━━━ SELECTED PASSAGE ━━━
Position Closed: 12/28/2022

Premium: $0.61

Premium gained/loss: $0.48

Expiration Date: 1/16/2023

The right side of the charts below are measuring the implied volatility.

The first chart matches the Price of the Option with Implied Volatility. Clearly, the option was in the money and implied volatility was higher earlier in the options life.

In this chart, which features the option price and options greeks, you can see that the theta and vega are almost nonexistent. As the option price falls, notice the gamma increase as the delta falls. In the beginning, the gamma was almost negligible because the option was in the money.

The third chart shows the option premium dip well below its earlier levels as the price of Ford fell as did the implied volatility.

Later in the options life as the price rebounds, so did the implied volatility and option premium.

The final chart showed the option premium dropping which we know from the charts above was due to the price and implied volatility. Towards the end of last week notice the open interest rising far faster than the volume.

On December 22, we can see a high amount of Volume on this contract with a corresponding drop in the options premium. This means that most were probably selling their call position.

Interestingly enough the open interest never really dropped but picked up last week. Between 12/22/2022 notice that the option premium dropped from $0.63 to $0.38, a loss of $0.25.

On 12/29, the volume picked up as did the option premium, increasing from $0.19 to $0.42.

Looking back at these charts, I overpaid for the option, most likely buying at the option price high. Perhaps, I should be creating these charts before I open an options position. The one part of the trade I am happy about it is that I closed the position a little before it broke through the reference level.

To me, learning when to close your position and move on is just as, if not more important than knowing when to take your profits and close to the position.
━━━
= STATED EXERCISE =
Condense the paragraph of the Ford option review beginning "In this chart, which features" into a short bulleted list that keeps its main facts.
━━━ DATA SHOWN ━━━
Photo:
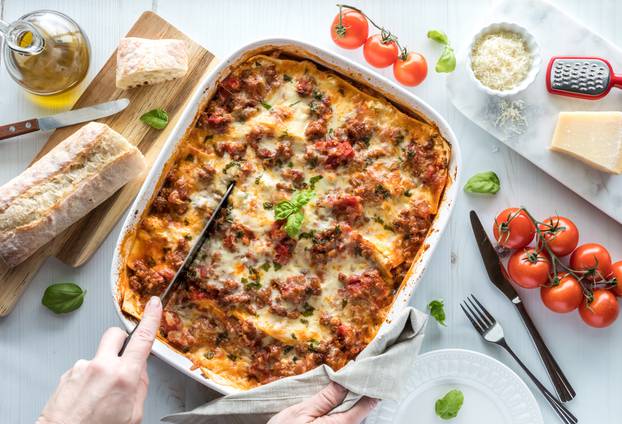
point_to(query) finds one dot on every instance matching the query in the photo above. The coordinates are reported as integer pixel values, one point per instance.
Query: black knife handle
━━━
= SOLUTION FOR THIS EXERCISE =
- The chart plots the option price with the options greeks.
- Theta and vega are almost nonexistent.
- As the option price falls, gamma rises while delta falls.
- Early on, gamma was almost negligible because the option was in the money.